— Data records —

☆ ☆ ☆ ☆ ☆ ☆ ☆

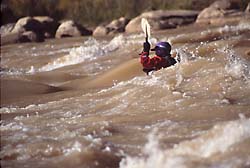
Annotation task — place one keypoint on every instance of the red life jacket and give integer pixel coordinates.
(154, 63)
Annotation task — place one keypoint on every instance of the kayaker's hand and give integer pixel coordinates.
(146, 47)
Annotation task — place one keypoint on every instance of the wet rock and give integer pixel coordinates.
(162, 19)
(226, 4)
(100, 31)
(208, 13)
(116, 26)
(29, 24)
(221, 12)
(6, 29)
(71, 29)
(49, 25)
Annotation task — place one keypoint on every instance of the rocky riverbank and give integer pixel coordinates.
(39, 28)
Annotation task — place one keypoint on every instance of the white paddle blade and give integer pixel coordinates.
(145, 27)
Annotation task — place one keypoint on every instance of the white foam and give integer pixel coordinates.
(217, 140)
(91, 50)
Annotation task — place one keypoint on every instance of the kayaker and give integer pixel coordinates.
(162, 59)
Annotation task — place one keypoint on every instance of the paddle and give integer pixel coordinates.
(145, 28)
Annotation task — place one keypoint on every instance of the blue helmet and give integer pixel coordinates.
(164, 45)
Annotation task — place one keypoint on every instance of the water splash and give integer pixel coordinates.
(216, 141)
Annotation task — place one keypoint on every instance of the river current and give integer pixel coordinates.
(85, 102)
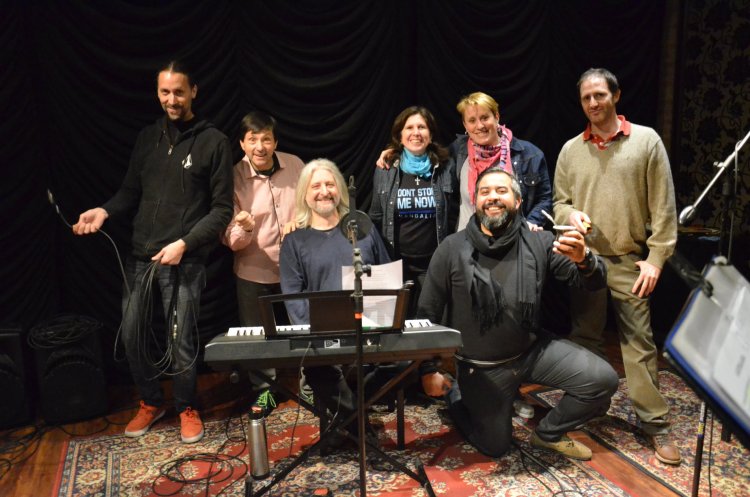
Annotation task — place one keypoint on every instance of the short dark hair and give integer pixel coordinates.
(437, 152)
(515, 186)
(257, 121)
(600, 72)
(180, 67)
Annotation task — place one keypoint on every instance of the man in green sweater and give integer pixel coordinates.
(612, 181)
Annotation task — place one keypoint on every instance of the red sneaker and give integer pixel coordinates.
(191, 426)
(144, 418)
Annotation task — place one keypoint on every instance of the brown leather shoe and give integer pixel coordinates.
(664, 449)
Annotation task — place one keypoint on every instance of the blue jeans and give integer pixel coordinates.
(180, 287)
(483, 409)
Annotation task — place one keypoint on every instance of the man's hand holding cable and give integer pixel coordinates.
(171, 255)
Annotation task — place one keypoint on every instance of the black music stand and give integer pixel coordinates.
(709, 346)
(323, 329)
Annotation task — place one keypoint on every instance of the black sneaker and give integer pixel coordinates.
(265, 401)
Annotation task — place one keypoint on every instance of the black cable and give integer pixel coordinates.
(51, 199)
(62, 330)
(562, 491)
(171, 470)
(157, 353)
(710, 452)
(16, 444)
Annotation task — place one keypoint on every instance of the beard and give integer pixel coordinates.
(499, 222)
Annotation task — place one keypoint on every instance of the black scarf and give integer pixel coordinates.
(486, 293)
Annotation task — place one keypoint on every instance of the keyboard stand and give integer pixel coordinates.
(394, 382)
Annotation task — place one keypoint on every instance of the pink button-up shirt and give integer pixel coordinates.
(270, 199)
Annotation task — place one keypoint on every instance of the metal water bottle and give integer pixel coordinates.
(258, 446)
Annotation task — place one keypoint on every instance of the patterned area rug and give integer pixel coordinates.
(117, 465)
(729, 474)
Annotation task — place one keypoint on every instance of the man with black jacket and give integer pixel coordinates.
(180, 181)
(486, 281)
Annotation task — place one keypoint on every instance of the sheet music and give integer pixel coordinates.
(379, 311)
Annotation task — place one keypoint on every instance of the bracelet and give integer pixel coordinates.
(586, 259)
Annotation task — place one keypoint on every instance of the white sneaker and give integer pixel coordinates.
(523, 409)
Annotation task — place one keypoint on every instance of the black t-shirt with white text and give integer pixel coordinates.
(415, 217)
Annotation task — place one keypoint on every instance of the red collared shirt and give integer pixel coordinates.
(602, 143)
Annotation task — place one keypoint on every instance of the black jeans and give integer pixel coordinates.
(183, 284)
(484, 407)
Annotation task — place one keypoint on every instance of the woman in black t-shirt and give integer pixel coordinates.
(415, 202)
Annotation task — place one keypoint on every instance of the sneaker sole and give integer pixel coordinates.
(189, 440)
(555, 451)
(673, 462)
(144, 430)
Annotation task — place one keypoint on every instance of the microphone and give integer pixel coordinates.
(687, 215)
(355, 221)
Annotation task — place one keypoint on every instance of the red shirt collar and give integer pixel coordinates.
(603, 143)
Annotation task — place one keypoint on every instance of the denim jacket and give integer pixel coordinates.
(530, 169)
(385, 193)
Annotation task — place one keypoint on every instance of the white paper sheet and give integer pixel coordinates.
(379, 312)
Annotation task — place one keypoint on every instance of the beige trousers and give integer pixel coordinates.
(633, 316)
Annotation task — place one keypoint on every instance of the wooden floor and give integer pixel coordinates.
(34, 472)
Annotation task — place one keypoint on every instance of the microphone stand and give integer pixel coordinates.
(358, 297)
(688, 213)
(352, 230)
(685, 219)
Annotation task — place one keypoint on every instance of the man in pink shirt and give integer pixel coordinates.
(265, 182)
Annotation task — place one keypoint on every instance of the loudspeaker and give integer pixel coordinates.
(70, 375)
(15, 409)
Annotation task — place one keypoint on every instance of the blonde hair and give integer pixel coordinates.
(304, 212)
(478, 98)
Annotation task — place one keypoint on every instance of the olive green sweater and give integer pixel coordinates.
(622, 189)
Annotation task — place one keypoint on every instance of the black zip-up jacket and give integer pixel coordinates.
(181, 189)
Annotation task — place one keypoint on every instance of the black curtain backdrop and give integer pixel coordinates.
(78, 83)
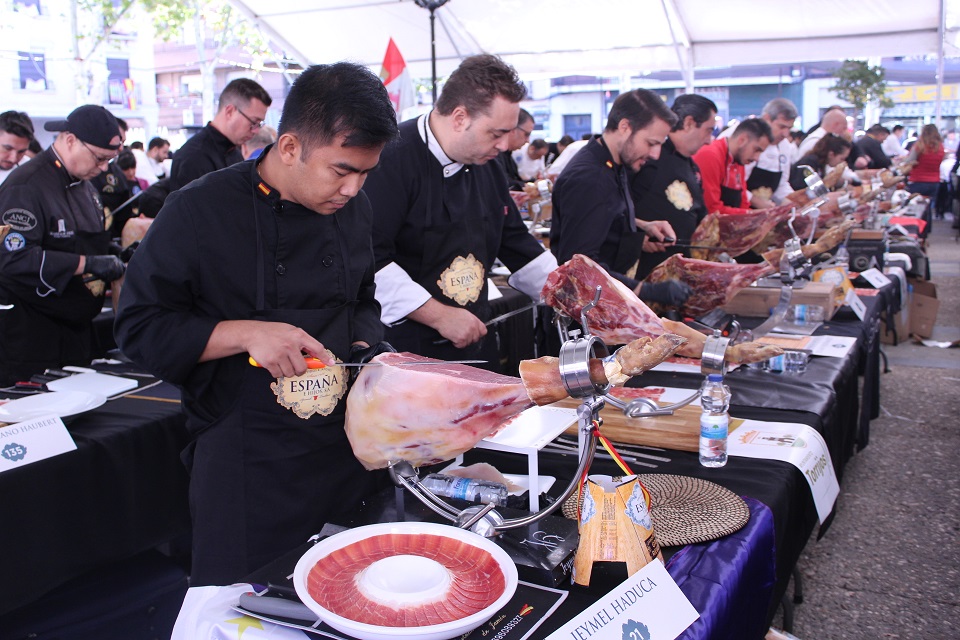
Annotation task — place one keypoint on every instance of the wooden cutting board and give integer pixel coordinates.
(680, 431)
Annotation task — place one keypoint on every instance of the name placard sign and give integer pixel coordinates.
(27, 442)
(648, 604)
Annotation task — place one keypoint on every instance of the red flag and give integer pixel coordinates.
(396, 78)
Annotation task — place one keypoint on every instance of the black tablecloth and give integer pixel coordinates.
(122, 491)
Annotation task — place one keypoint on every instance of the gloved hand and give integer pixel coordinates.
(672, 292)
(106, 268)
(360, 355)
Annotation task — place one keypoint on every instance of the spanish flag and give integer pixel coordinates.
(396, 78)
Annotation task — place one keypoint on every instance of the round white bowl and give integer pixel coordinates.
(365, 631)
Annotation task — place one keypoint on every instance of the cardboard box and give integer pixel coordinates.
(758, 301)
(923, 308)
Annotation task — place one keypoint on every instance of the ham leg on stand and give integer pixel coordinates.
(424, 415)
(712, 283)
(573, 285)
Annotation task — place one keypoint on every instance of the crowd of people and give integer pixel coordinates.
(342, 235)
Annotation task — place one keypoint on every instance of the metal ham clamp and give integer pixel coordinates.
(574, 364)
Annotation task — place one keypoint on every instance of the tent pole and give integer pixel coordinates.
(433, 55)
(940, 35)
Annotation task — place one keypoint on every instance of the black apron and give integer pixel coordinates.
(55, 330)
(630, 246)
(263, 479)
(444, 241)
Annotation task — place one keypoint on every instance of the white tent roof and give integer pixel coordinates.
(600, 37)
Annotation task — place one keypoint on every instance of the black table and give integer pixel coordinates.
(122, 492)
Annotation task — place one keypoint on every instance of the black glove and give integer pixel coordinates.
(127, 253)
(672, 292)
(361, 355)
(106, 268)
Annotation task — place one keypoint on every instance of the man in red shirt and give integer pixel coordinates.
(722, 166)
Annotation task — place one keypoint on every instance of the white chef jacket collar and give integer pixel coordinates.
(450, 167)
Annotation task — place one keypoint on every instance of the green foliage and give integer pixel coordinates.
(859, 84)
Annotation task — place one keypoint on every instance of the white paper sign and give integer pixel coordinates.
(856, 304)
(27, 442)
(797, 444)
(875, 277)
(648, 604)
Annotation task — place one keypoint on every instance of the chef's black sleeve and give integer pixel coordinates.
(157, 324)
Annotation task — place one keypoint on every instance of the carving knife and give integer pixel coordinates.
(316, 363)
(496, 319)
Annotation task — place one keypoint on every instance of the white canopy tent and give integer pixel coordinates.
(608, 37)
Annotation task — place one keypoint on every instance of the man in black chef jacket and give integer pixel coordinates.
(243, 106)
(269, 259)
(668, 188)
(55, 259)
(593, 210)
(444, 214)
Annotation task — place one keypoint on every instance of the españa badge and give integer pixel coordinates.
(679, 195)
(317, 391)
(463, 280)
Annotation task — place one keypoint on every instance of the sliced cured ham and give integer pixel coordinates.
(471, 580)
(424, 415)
(743, 353)
(618, 318)
(735, 234)
(826, 242)
(712, 283)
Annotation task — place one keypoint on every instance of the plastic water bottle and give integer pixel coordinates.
(714, 421)
(842, 258)
(468, 489)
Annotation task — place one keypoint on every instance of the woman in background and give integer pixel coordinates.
(927, 153)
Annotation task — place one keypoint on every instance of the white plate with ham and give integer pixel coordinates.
(405, 580)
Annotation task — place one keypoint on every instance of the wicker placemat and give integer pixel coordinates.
(687, 510)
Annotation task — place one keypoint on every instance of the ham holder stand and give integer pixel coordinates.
(575, 355)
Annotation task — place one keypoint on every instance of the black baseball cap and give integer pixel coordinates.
(92, 124)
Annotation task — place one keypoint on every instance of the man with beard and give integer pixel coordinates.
(444, 214)
(16, 132)
(722, 166)
(593, 211)
(668, 188)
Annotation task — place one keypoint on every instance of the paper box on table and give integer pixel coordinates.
(923, 308)
(758, 301)
(615, 526)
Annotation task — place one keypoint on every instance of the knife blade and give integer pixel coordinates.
(316, 363)
(500, 318)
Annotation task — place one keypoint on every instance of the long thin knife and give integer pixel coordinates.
(496, 319)
(316, 363)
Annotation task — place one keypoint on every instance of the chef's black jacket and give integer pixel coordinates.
(424, 219)
(54, 219)
(591, 213)
(873, 150)
(197, 266)
(649, 188)
(207, 151)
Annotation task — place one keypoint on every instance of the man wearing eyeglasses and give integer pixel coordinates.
(243, 106)
(55, 262)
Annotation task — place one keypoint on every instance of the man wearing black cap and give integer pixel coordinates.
(16, 133)
(54, 260)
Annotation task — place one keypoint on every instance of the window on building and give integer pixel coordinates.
(33, 71)
(577, 125)
(119, 70)
(31, 7)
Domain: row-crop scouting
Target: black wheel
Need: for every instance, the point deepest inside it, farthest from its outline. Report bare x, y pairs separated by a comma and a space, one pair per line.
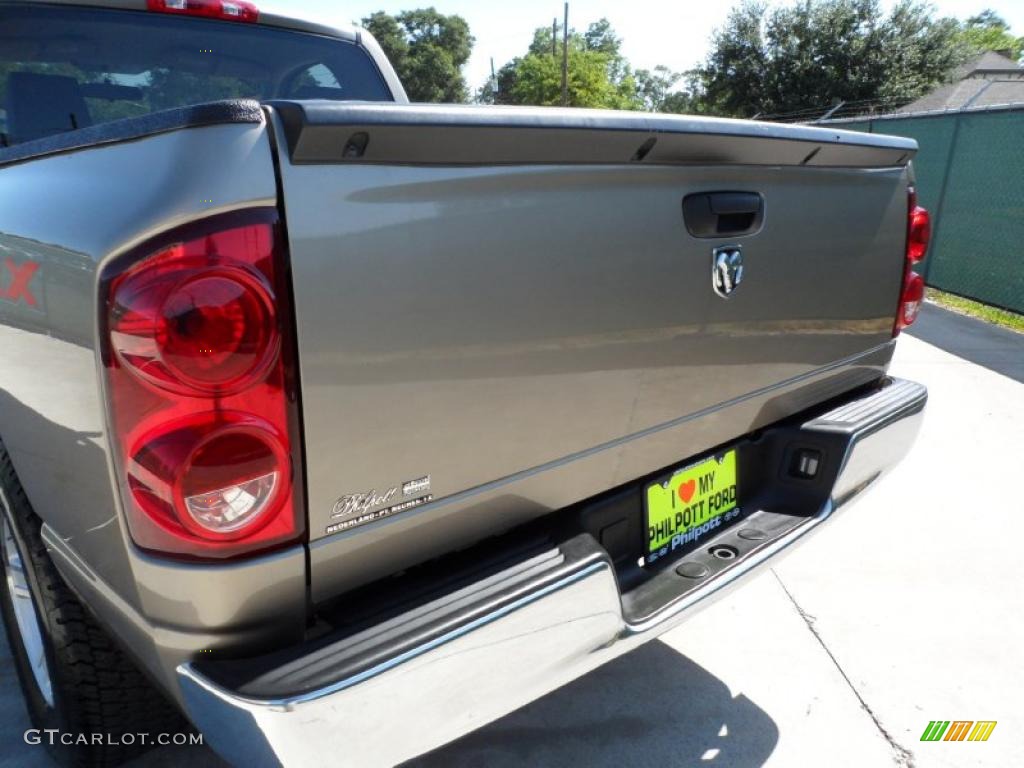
74, 677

☆ ☆ ☆ ☆ ☆ ☆ ☆

— Exercise goal —
Please repeat the lines above from the line containing "Domain: row-crop scouting" through the final line, both included, exactly as they stand and without pictures.

— Answer area —
Domain: row-crop scouting
Target: black wheel
Need: for every instance, the point deepest inside it, farthest from its outline. Report bare x, y pairs separated by a comma and a space, one pair per line.
74, 677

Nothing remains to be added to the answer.